## THE EXERCISE
Rewrite only the lines of the entries below from the one containing "Segment brick building visible above." down to the one containing "[75,0,319,22]", both included, keeping every request line unchanged and offsetting each bounding-box coordinate in the answers by 52.

───── RECORDS TO PROCESS

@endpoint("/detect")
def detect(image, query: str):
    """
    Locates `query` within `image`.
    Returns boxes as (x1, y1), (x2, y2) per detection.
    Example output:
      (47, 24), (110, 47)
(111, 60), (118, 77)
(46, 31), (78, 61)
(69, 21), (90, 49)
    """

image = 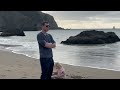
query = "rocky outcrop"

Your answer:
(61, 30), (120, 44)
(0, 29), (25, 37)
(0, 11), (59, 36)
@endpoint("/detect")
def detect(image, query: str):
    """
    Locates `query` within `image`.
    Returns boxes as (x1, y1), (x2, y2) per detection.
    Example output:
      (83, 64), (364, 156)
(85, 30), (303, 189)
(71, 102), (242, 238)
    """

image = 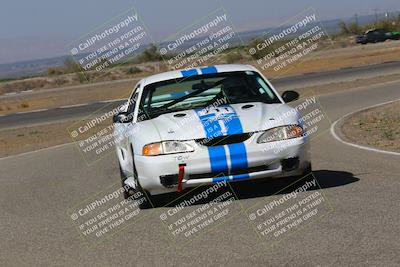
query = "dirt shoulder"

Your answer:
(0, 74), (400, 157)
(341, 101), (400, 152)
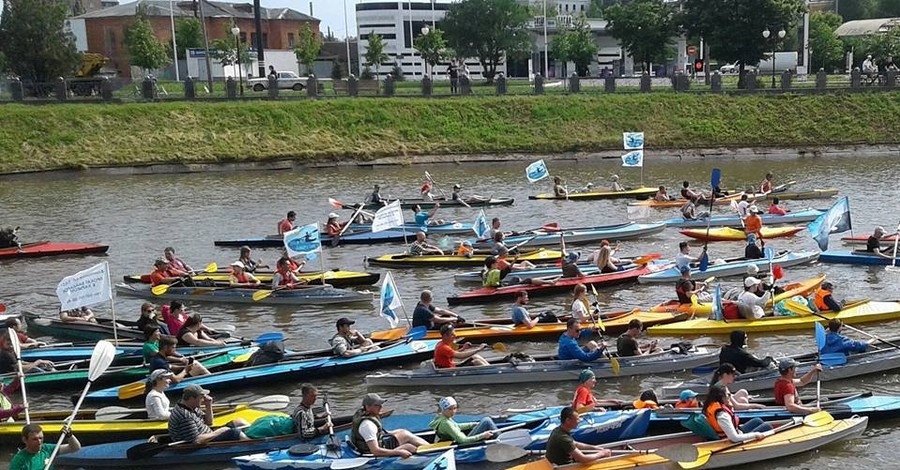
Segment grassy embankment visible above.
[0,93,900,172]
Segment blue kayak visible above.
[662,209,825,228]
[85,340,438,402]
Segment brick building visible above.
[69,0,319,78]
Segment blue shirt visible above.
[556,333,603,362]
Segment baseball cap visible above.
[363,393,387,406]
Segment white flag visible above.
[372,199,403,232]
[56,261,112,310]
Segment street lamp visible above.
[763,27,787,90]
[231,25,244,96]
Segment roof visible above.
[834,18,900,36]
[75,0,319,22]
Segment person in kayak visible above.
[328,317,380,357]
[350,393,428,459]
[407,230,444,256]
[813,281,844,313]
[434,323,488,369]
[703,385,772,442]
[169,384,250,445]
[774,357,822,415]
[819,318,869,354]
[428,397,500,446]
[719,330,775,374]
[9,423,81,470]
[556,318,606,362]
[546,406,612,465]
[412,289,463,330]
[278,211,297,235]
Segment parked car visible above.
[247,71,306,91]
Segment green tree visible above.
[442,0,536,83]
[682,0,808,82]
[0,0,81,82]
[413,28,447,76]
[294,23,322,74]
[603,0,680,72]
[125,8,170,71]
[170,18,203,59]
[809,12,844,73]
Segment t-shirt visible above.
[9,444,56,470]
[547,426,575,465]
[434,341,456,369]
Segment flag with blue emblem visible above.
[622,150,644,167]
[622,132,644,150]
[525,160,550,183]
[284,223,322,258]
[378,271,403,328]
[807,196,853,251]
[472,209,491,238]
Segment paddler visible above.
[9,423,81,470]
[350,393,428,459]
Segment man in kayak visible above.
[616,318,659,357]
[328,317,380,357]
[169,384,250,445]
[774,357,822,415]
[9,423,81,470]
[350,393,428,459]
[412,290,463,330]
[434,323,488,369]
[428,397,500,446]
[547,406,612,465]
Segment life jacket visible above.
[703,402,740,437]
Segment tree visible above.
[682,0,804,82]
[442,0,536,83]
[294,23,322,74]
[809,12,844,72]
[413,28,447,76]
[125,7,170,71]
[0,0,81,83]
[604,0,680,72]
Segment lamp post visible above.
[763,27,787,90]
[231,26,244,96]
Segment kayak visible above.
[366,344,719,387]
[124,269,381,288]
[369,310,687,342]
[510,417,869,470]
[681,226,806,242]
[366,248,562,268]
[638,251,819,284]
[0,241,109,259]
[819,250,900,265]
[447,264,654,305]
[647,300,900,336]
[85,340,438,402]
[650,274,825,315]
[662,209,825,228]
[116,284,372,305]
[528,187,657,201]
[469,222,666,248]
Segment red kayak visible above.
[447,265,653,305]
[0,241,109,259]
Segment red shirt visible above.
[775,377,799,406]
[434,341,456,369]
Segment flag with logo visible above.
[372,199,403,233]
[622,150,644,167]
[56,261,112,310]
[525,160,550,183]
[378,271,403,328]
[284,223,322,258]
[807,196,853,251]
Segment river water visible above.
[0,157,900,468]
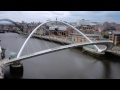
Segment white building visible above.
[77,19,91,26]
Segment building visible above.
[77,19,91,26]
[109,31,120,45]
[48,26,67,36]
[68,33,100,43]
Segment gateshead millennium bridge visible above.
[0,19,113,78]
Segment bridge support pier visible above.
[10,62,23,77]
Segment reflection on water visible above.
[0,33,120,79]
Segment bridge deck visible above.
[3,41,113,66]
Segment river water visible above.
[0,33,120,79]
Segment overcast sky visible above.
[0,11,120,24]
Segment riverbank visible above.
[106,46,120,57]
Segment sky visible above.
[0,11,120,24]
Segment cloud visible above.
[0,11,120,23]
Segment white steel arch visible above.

──────────

## RESULT OF THE TASK
Segment brick building visible above.
[121,52,371,130]
Segment blue shirt visible above.
[608,385,655,414]
Segment baseball cap visible above.
[415,445,439,458]
Segment white flag visible above.
[424,251,455,284]
[108,313,164,362]
Segment street lamp visible above.
[815,79,839,142]
[283,77,296,148]
Segment roof visible above.
[886,70,952,88]
[127,52,371,74]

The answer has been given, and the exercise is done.